## Begin DATASET ENTRIES

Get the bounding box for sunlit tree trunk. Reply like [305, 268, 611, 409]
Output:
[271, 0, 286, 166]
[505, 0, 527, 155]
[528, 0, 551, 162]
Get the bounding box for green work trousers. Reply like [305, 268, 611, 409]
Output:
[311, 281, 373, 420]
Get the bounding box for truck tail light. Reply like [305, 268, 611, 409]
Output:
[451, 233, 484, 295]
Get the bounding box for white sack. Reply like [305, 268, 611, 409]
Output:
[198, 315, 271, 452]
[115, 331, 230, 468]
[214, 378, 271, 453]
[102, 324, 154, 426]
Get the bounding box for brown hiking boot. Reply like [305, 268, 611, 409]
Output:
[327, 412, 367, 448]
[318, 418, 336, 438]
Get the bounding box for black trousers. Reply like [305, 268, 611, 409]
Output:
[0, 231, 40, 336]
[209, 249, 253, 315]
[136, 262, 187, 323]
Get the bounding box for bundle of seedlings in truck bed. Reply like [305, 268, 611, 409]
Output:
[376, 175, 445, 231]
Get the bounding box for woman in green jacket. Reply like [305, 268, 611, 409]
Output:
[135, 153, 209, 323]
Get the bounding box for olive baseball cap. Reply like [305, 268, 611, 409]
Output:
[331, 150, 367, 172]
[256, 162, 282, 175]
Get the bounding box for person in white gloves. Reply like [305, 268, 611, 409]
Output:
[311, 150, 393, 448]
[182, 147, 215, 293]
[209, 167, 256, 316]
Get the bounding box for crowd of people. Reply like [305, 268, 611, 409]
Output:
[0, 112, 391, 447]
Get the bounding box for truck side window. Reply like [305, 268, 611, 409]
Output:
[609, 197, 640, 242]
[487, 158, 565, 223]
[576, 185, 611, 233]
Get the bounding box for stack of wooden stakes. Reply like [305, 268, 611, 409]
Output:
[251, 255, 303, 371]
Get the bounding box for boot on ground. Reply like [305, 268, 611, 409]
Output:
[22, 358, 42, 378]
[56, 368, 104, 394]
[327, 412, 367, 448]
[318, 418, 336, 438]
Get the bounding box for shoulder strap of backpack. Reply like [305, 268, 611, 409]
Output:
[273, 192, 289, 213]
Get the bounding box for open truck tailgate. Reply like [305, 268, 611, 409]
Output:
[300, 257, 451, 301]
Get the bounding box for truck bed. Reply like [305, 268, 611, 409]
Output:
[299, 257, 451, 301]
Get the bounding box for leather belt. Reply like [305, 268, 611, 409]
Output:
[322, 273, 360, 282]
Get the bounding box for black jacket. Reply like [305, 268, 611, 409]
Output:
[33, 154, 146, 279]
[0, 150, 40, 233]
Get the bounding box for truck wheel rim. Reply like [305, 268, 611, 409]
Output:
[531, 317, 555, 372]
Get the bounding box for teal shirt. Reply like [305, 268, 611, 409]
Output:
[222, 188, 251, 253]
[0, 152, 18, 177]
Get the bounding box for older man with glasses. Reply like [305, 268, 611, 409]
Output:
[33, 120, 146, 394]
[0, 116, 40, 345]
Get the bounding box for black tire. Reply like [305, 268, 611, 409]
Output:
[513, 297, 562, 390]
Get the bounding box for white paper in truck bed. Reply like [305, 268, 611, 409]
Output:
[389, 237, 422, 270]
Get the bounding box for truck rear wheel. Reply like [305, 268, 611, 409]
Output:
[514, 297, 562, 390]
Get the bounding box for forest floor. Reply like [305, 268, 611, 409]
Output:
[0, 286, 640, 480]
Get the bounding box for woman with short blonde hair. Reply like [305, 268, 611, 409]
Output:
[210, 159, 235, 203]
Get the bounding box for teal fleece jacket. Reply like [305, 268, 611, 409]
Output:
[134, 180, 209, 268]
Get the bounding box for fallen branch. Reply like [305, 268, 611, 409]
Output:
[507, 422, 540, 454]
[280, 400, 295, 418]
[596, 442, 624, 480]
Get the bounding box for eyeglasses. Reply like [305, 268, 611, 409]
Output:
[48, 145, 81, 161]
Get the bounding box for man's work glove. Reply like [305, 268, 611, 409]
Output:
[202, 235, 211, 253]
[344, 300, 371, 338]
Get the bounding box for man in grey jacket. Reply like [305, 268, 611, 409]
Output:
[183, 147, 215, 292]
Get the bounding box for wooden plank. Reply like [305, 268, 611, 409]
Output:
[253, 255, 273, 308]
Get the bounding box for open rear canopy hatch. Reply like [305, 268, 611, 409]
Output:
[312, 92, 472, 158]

## End DATASET ENTRIES

■ WHAT YOU ARE ASKED TO DO
Update the data above by rewriting it in full with every "Reply like" changed to "Answer in the format". Leave everything else unchanged.

■ RESULT FOR THIS EXERCISE
Get the bounding box for sunlit tree trunk. Answer in the format [305, 268, 611, 409]
Output:
[271, 0, 286, 166]
[505, 0, 527, 155]
[528, 0, 551, 162]
Get the bounding box for green work trousers. Answer in the format [305, 268, 611, 409]
Output:
[311, 281, 373, 420]
Get the bounding box for truck tail light. Answer in the format [305, 268, 611, 409]
Output:
[451, 233, 484, 295]
Get the bounding box for white sack. Answer in the format [305, 268, 611, 409]
Output:
[198, 315, 271, 452]
[115, 331, 230, 468]
[214, 378, 271, 453]
[102, 324, 154, 426]
Get the bounding box for brown hiking boot. Answer in the format [305, 268, 611, 409]
Output:
[327, 412, 367, 448]
[318, 418, 336, 438]
Get the bounding box for black trousers. Answer in the format [305, 268, 611, 409]
Output:
[0, 231, 40, 336]
[209, 249, 253, 315]
[136, 262, 187, 323]
Get the bounding box for bundle of seedlings in truck bed. Answer in the format [305, 268, 611, 409]
Output:
[376, 175, 445, 231]
Get the bounding box for woman in green jacket. Answer in the format [305, 268, 611, 409]
Output:
[135, 153, 209, 323]
Get the bounding box for olive baseball cap. Answer in the format [305, 268, 611, 409]
Output:
[331, 150, 367, 172]
[256, 162, 282, 175]
Get the bounding box for person in white gloves. Answer in the format [305, 268, 611, 409]
Output:
[311, 150, 393, 448]
[182, 147, 215, 293]
[209, 167, 256, 316]
Get the bounding box for crowd of people. Answer in the format [305, 268, 611, 409]
Output:
[0, 112, 391, 447]
Get the bounding box for truck side window. Answer in the format [305, 268, 611, 409]
Output:
[609, 197, 640, 242]
[487, 158, 565, 223]
[576, 185, 611, 233]
Get the bounding box for stack of wooden stakes. Answer in the format [305, 268, 611, 409]
Output:
[251, 255, 303, 371]
Get the bounding box for boot on ground. Answer in the format [305, 268, 611, 409]
Output:
[22, 358, 42, 378]
[56, 368, 104, 394]
[327, 412, 367, 448]
[318, 418, 336, 438]
Get the bounding box for shoulder strap of backpack. Answer in the format [305, 268, 611, 409]
Output:
[273, 192, 289, 213]
Get the bounding box for open truck tailgate. Answer in the format [305, 268, 611, 409]
Output:
[300, 257, 451, 301]
Get the bounding box for truck bed. Answer in the format [305, 268, 611, 409]
Output:
[299, 257, 451, 301]
Get the bounding box for leather belt. Answer in the format [305, 268, 611, 409]
Output:
[322, 273, 360, 282]
Get the bounding box for black jacket. Answer in the format [305, 268, 611, 409]
Output:
[33, 154, 146, 279]
[0, 150, 40, 233]
Get the bounding box for truck wheel rim. Answer in the format [305, 268, 611, 409]
Output:
[531, 317, 555, 372]
Get the bounding box for teal shirt. Answer in the format [305, 268, 611, 409]
Output:
[222, 188, 251, 253]
[0, 152, 18, 177]
Get the bounding box for older man with glasses. Answer in the format [305, 268, 611, 409]
Output:
[33, 120, 146, 394]
[0, 116, 40, 345]
Get the bounding box for black tire. Answer in the format [305, 268, 611, 409]
Output:
[513, 297, 562, 390]
Get the bounding box for white paper in truck bed. Answer in the format [305, 268, 611, 409]
Output:
[389, 237, 422, 270]
Get the bounding box for truck rear wheel. Answer in the format [305, 268, 611, 409]
Output:
[514, 297, 562, 390]
Get the bounding box for forest floor. Answer in the format [305, 268, 611, 409]
Output:
[0, 286, 640, 480]
Get the bounding box for woman with short blonde hair. Answer in the format [305, 268, 611, 409]
Output:
[210, 159, 235, 203]
Get the bounding box for teal fleece jacket. Answer in the format [305, 268, 611, 409]
Output:
[134, 180, 209, 268]
Get the bounding box for fallen branch. Answer in the format [305, 268, 611, 409]
Output:
[507, 422, 540, 454]
[280, 400, 295, 418]
[596, 442, 624, 480]
Get the bounding box for eyeglasses. Answer in the format [305, 268, 611, 409]
Output:
[48, 145, 81, 161]
Get the bounding box for man's work glove. Answer in the format [305, 268, 611, 409]
Output:
[202, 235, 211, 253]
[344, 300, 371, 338]
Get the bounding box for man in grey jacket. Answer in the format [305, 268, 611, 409]
Output:
[183, 147, 215, 292]
Get the bounding box for wooden plank. Answer in the format [305, 268, 611, 409]
Output:
[253, 255, 273, 308]
Get the bounding box for open rear canopy hatch. Answer in the format [305, 268, 611, 409]
Output:
[312, 92, 472, 158]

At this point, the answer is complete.